[Data excerpts]
•••

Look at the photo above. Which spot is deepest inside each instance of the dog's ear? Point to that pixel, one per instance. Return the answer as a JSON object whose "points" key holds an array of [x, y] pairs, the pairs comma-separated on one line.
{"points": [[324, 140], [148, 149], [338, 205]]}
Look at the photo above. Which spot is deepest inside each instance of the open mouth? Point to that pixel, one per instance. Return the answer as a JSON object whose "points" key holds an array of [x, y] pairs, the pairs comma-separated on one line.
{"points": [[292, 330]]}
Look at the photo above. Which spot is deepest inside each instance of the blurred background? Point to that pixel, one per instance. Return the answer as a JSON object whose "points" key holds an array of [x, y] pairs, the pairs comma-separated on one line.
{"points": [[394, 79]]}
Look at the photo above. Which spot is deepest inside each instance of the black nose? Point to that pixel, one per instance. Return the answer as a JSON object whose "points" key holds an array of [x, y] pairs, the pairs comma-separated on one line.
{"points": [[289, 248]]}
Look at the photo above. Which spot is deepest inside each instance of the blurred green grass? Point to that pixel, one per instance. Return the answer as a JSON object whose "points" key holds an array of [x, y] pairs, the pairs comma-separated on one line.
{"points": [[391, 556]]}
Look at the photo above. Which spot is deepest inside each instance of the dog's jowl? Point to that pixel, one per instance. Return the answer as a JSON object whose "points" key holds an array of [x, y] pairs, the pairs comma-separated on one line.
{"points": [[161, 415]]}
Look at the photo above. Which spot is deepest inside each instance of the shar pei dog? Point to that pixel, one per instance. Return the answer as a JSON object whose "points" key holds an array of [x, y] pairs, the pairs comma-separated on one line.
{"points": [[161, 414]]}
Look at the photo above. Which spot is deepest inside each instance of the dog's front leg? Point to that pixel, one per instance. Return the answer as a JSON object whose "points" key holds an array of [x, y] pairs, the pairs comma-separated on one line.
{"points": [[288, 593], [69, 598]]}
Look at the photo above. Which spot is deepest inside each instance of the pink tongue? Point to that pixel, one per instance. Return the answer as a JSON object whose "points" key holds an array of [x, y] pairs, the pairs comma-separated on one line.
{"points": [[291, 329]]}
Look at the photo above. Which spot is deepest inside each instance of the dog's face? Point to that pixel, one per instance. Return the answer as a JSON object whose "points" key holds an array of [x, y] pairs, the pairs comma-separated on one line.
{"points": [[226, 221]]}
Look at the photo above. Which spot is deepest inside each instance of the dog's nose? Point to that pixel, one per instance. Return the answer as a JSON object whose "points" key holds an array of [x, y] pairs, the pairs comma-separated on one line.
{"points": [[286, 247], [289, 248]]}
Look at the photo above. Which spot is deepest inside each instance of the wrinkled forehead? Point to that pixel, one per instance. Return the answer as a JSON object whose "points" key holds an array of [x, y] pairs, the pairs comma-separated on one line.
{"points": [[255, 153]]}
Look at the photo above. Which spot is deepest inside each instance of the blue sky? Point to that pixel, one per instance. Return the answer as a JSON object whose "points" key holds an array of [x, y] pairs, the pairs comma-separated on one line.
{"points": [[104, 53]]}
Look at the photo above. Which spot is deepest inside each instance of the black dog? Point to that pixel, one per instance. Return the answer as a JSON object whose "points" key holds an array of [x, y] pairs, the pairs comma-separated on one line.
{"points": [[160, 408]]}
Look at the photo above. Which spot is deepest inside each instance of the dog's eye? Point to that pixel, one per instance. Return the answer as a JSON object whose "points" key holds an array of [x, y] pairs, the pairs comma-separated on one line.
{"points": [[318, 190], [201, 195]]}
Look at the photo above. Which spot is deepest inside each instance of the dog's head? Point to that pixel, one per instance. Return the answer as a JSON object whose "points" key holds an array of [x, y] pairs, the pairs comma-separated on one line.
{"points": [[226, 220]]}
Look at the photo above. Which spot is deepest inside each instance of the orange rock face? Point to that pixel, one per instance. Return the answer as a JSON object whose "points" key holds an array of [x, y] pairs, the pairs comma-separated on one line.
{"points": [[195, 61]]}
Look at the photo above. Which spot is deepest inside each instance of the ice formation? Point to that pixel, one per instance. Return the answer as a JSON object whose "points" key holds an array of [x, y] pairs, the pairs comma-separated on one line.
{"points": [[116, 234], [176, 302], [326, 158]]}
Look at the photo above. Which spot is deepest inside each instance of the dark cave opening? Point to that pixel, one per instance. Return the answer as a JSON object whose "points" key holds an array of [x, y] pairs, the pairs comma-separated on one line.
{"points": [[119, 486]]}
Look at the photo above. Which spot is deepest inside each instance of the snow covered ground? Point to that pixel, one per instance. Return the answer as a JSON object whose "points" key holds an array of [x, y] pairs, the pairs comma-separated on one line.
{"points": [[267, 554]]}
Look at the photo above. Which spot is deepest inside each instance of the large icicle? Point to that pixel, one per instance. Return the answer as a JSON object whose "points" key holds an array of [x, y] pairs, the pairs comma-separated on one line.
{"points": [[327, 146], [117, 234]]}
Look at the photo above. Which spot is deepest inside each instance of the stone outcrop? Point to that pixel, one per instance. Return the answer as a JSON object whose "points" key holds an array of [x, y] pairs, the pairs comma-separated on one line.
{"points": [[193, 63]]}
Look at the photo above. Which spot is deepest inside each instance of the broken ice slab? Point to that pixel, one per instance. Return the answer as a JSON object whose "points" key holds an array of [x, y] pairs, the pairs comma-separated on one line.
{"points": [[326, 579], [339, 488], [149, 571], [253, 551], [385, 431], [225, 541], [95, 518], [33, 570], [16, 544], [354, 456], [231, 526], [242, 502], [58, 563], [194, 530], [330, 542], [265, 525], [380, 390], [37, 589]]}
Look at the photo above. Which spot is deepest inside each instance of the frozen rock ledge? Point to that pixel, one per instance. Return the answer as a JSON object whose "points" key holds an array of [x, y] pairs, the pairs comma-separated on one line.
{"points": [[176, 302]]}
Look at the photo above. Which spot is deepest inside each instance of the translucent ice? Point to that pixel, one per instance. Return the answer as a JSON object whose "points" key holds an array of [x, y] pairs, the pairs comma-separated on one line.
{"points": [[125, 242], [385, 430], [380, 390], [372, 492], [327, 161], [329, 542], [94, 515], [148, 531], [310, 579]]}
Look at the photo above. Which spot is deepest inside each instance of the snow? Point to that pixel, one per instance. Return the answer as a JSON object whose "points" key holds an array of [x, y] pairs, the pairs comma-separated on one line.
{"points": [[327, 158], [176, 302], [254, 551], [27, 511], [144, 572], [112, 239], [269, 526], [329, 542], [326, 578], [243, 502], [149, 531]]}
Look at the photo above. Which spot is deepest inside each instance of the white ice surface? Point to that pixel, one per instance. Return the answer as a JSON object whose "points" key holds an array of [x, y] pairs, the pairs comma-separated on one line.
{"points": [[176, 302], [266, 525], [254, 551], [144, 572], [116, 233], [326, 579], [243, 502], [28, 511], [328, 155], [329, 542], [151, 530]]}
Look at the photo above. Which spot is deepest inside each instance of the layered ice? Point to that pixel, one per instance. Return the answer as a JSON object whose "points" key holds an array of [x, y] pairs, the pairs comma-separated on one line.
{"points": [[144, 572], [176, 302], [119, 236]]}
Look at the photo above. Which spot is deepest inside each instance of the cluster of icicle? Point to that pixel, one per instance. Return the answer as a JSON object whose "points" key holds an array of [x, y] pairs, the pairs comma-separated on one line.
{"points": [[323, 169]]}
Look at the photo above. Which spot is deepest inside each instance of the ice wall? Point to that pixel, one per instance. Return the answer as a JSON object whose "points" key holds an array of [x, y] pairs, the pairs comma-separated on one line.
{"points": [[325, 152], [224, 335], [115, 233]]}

•••

Please copy all of the data above exactly.

Look at the photo above. Which spot is deepest inside each instance of the dog's ear? Point to that pixel, one per instance. Return the answer as a JSON object whose "points" key holds an array of [x, y] pairs, the pairs comma-separated on one line.
{"points": [[324, 140], [148, 149], [338, 205]]}
Look at the photo above. Which spot is deepest inside each instance of the open mouth? Point to that pixel, one per instance. Return the answer as a JSON object whose "points" key holds an array of [x, y] pairs, the pairs comma-separated on one line.
{"points": [[292, 330]]}
Look at the photo above. Which spot is deepest inside each instance of the blurred background? Point to that pixel, one per instance. Return the answer as a JSON object whose "points" key holds an array of [x, y] pairs, the pairs comma-separated on one line.
{"points": [[394, 79]]}
Look at the photo above. Which spot is deepest inside each instance of the black nose? Point to that pixel, one per instance. Return the answer as a JSON object whose "points" key holds an array of [x, y] pairs, the pairs comma-separated on one line.
{"points": [[289, 248]]}
Look at the photo above. Which spot is deepest inside each instance of the blurred green grass? Point to that pixel, one per instance. Return the answer as a JSON object whose "points" key holds an array of [x, y] pairs, the pairs comma-separated on one line.
{"points": [[391, 556]]}
Look at the photo above. Which spot is deepest inside each instance of the dog's jowl? Point to that pixel, one per instance. Return the answer as a JSON object whose "points" key holds an array of [x, y] pairs, the pairs comma-separated on one line.
{"points": [[161, 415]]}
Look at the photo above. Which spot is deepest inside each instance of the shar pei dog? Point to that pixel, one per instance. Return the answer as a JSON object whose "points" key holds an array of [x, y] pairs, the pairs comma-separated on one line.
{"points": [[161, 414]]}
Look at the photo above. Which spot is deepest inside each instance of the dog's front leg? Point to that pixel, one per instance. Return the answer as a JSON object whose "points" key holds an array of [x, y] pairs, the pairs comma-separated on one line.
{"points": [[288, 593], [69, 598]]}
Look at the photo above. Which spot is deepest inside each instance of the pink tongue? Point to that pixel, one per instance. Return the answer as a JSON object whose "points" key holds an array of [x, y] pairs, the pairs comma-separated on one line.
{"points": [[291, 329]]}
Look at the photo above. Which spot is deepest inside each instance of the dog's face? Point to that pixel, one per instance. Return the answer as a JSON object whose "points" key holds an array of [x, y] pairs, the pairs comma-separated on one line.
{"points": [[226, 221]]}
Look at the photo above. Which spot is deepest inside each instance of the dog's nose? Point to that pixel, one per instance. Return the answer as a JSON object whose "points" key holds an array of [x, y] pairs, the pairs comma-separated on one line.
{"points": [[286, 247], [289, 248]]}
Look at the photo above. Which spot is deepest inside each instance of the wrinkled forehead? Point to that pixel, one per instance. Return the answer as a JSON object whose "points" key holds an array of [x, y] pairs, the pairs comma-separated on one line.
{"points": [[255, 153]]}
Look at the photo above. Which spot is deepest inside each instance of the blue sky? Point to that pixel, one per instance. Return the answer as a JSON object whose "points" key holds an array of [x, y] pairs, the pairs comma-separated on one line.
{"points": [[104, 53]]}
Look at the photo above. Which spot is deepest inside each instance of the black dog? Point to that pixel, one per instance. Return the answer as a JSON object whose "points" key holds an array of [x, y] pairs, the pairs comma-separated on one line.
{"points": [[160, 408]]}
Look at the photo above. Which spot is deepest inside each instance of the dog's eye? Point to that pixel, one per instance. Return the answer as a JSON object whose "points" key holds an array of [x, y] pairs, the pairs comma-separated on one line.
{"points": [[318, 190], [201, 195]]}
Look at the photo above. Which spot is deepest inside each instance of the dog's head? Point to that pixel, one per instance. Return the answer as a JSON object whose "points" key holds an array of [x, y] pairs, the pairs comma-separated on one line.
{"points": [[226, 220]]}
Look at the photo above. Which spot is deepest inside each instance of the orange rock face? Point to that pixel, one per instance. Return the answer as a JSON object whose "points" key holds an array of [x, y] pairs, the pairs comma-separated on one line.
{"points": [[195, 61]]}
Look at the photo above. Which spot is deepest inside each instance of the ice formation? Point to that pixel, one per instance. Return the answer as a JSON object whose "points" key holds an array of [x, y] pairs, the pairs comma-separated on one line.
{"points": [[116, 234], [176, 302], [326, 158]]}
Look at the photo above. Which spot is deepest inside each instance of the dark cave opening? Point to that pixel, one per instance. Return the answer as a JSON object whose "points" key holds an array of [x, y] pairs, the pairs comma-separated on one line.
{"points": [[119, 486]]}
Look at the photo above. Which spot is deepest inside each instance of the snow covered ground? Point to that pixel, one per instance. Return the answer as a JSON object whose "points" key holds an array of [x, y] pairs, the pairs comma-separated on one line.
{"points": [[267, 554]]}
Look at the photo above. Which spot is deepest inside each instance of the large icicle? Point to that pixel, one per instance. Return the answer as a JSON object whose "points" key holds an array of [x, y] pairs, the pairs comma-separated on one line.
{"points": [[327, 146], [117, 234]]}
Look at the photo above. Which spot is deepest inside each instance of the stone outcrop? Point to that pixel, one per instance. Return the answer as a JSON object whose "points" key holds an array of [x, y] pairs, the pairs comma-separated on one line.
{"points": [[193, 63]]}
Look at the photo above. Which spot is deepest inside each instance of the broken ice slab? Point to that pixel, one per instance. Return the answer as a JSON object whose "points" key holds an array of [x, y] pairs, the pairs comma-separated on one line.
{"points": [[326, 579], [339, 488], [149, 571], [253, 551], [385, 431], [225, 541], [95, 518], [33, 570], [16, 544], [354, 456], [231, 526], [242, 502], [58, 563], [194, 530], [330, 542], [265, 525], [380, 390], [37, 589]]}
Look at the photo above. Which spot is deepest inside each instance of the frozen rock ledge? Point to that pixel, one per instance. Return the answer as a JSON object whose "points" key holds an array of [x, y] pairs, the pairs comma-separated on one line.
{"points": [[176, 302]]}
Look at the photo above. Which spot is deepest inside each instance of the translucent ice? Point to that pixel, one per instance. Return the answer as a JSON object whose "points" key holds an array of [x, y] pairs, the pairs comma-separated on one line.
{"points": [[125, 242], [385, 430], [380, 390], [372, 492], [327, 161], [329, 542], [94, 515], [148, 531], [310, 579]]}
Look at the photo above. Which spot is deepest inside each instance of the snow? Point to that pixel, one per instance. Return the answer as a JSON object whose "points" key holds an array of [x, y] pairs, the pairs comma-separated on one line.
{"points": [[327, 158], [176, 302], [254, 551], [27, 511], [144, 572], [112, 239], [269, 526], [329, 542], [326, 578], [243, 502], [149, 531]]}
Look at the photo above. Which spot is deepest inside each instance of the white ice surface? Point to that pixel, one per instance. Return the answer as a JSON object whose "points" key holds an array of [x, y] pairs, the pairs comma-separated on one line.
{"points": [[176, 302], [266, 525], [254, 551], [144, 572], [116, 233], [326, 579], [243, 502], [28, 511], [328, 155], [329, 542], [151, 530]]}
Look at the photo above. Which spot is deepest inside each instance of the layered ice? Point to that pixel, one per instance. Return the answer as a JSON object whose "points" key holds an array of [x, y] pairs, the pairs comma-separated on one line.
{"points": [[144, 572], [176, 302], [119, 236]]}
Look at the photo above. Which spot is deepest inside each instance of the cluster of icicle? Point to that pixel, one per instance. Return the answer as a JSON object whose "points" key holds an array of [x, y] pairs, the pairs comma-separated on one line.
{"points": [[323, 169]]}
Look at the photo above. Which spot is deepest inside each instance of the ice wall? Point to that pixel, one per instance. Return the answer as a JSON object whose "points" key holds an array of [x, y] pairs, the pairs comma-separated on one line.
{"points": [[325, 152], [224, 335], [115, 233]]}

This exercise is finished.